> _AIM OF THE TASK_:
Reproduce the lines of the records starting at the line that contains "dog's black nose?" and ending at the line that contains "60], [134, 58]]", scaling every coordinate in the answers by 1.5 and rounding each result to a whole number, with halves rounded up. Keep the requests and their format samples unchanged, and return these lines alone.

A block of data
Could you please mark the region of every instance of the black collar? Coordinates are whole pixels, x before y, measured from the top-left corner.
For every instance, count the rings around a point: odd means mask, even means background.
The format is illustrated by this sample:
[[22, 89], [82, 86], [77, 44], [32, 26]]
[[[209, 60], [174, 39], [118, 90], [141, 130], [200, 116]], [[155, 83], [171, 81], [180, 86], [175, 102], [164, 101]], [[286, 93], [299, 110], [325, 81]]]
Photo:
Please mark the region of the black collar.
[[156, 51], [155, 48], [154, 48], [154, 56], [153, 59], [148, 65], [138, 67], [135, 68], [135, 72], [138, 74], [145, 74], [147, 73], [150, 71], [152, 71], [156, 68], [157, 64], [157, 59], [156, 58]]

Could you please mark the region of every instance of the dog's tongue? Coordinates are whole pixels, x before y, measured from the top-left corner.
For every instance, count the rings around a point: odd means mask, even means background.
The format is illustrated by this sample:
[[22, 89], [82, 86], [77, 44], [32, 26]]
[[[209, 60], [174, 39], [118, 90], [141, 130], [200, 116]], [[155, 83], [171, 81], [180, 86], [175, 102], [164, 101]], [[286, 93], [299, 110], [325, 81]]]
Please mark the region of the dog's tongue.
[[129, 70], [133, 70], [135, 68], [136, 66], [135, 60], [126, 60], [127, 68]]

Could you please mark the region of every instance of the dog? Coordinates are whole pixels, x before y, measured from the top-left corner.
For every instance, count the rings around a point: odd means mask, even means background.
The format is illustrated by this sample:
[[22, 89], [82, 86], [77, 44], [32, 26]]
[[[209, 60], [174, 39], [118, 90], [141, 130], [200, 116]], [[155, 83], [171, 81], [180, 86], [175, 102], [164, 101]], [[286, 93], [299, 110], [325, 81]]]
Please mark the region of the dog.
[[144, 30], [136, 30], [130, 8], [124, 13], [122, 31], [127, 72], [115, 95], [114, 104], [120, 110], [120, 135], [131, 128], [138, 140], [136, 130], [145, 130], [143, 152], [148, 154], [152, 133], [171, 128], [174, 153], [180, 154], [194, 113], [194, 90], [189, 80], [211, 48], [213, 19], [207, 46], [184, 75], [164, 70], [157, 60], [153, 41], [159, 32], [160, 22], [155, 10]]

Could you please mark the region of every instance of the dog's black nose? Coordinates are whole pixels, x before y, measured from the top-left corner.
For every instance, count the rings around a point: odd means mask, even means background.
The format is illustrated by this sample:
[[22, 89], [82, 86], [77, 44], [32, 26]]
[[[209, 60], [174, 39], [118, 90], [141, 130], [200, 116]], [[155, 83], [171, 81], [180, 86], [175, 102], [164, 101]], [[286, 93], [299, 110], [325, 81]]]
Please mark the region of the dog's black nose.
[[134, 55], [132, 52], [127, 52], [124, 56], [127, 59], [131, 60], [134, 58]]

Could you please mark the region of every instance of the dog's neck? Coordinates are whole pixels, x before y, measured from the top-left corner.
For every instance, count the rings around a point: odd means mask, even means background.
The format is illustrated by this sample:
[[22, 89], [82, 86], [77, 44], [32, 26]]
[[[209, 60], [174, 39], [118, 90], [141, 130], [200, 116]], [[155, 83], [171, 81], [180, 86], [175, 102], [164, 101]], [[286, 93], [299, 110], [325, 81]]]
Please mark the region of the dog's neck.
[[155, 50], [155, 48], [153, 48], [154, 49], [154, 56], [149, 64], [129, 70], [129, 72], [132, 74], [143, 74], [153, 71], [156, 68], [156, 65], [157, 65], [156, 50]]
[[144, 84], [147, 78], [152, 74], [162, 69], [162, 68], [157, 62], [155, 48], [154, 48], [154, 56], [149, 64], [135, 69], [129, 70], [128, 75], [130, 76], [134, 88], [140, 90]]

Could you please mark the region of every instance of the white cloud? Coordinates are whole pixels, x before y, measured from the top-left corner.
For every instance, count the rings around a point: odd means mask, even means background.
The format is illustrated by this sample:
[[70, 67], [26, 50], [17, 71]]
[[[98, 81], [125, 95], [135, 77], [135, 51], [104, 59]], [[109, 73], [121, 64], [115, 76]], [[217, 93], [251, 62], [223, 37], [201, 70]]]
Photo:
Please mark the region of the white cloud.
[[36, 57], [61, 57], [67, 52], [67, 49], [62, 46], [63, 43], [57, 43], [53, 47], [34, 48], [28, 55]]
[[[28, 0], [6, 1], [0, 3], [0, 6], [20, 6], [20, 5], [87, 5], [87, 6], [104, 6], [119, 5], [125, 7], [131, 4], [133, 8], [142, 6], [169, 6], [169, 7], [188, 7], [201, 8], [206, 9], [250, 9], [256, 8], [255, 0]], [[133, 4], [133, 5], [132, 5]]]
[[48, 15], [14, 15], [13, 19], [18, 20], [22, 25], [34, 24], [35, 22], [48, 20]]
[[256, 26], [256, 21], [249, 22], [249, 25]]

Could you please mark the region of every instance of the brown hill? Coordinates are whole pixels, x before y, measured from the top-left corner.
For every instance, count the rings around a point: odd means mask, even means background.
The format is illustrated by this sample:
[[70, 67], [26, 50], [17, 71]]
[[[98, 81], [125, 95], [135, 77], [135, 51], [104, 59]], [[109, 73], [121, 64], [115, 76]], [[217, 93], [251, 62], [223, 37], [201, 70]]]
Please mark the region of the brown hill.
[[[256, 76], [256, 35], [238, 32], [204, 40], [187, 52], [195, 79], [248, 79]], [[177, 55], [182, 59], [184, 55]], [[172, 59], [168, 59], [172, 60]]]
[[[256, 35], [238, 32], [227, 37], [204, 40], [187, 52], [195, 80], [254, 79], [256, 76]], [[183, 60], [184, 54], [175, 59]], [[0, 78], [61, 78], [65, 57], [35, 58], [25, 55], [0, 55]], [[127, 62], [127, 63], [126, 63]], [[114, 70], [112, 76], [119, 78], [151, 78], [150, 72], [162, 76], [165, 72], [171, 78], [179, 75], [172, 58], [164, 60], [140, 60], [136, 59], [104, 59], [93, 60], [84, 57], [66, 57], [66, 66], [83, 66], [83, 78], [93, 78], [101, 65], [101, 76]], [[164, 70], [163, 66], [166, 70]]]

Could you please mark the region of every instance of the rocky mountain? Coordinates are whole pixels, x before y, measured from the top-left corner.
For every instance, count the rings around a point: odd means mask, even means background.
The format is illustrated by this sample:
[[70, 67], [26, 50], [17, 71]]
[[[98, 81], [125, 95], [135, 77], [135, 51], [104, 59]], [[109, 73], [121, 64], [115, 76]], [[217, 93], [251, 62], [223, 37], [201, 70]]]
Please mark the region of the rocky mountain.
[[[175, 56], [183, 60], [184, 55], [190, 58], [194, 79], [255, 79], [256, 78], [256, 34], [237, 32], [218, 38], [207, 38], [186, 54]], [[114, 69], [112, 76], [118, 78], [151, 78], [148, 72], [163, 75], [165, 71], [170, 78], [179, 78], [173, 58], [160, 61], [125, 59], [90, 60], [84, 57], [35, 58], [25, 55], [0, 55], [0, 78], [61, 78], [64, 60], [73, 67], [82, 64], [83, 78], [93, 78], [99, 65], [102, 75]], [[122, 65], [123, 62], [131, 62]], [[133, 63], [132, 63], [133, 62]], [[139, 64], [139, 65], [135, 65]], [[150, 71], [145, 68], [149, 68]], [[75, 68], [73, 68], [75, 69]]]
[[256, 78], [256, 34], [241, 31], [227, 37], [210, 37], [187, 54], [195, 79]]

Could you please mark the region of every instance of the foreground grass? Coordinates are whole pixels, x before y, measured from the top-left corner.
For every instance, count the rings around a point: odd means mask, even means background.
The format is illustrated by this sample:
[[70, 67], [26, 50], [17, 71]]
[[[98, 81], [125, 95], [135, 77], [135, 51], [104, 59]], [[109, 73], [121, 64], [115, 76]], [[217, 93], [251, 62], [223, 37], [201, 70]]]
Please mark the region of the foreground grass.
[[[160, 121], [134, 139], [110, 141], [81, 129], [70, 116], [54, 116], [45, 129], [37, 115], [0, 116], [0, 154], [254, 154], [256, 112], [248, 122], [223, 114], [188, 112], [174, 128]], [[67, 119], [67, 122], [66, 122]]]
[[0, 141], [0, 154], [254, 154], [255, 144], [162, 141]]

> _SOLUTION FOR THIS PROBLEM_:
Could you please mark the region of every instance of the dog's black nose? Coordinates are whole pixels, x before y, measured from the top-left corner.
For every instance, count the rings around a point: odd means mask, even means background.
The format is illustrated by this sample:
[[22, 89], [82, 86], [77, 44], [32, 26]]
[[[209, 60], [174, 39], [118, 90], [141, 130], [200, 116]], [[155, 83], [171, 81], [180, 86], [175, 102], [164, 101]], [[286, 93], [299, 110], [325, 81]]]
Please mark the region of the dog's black nose.
[[201, 83], [198, 78], [191, 78], [186, 84], [191, 89], [197, 90], [201, 87]]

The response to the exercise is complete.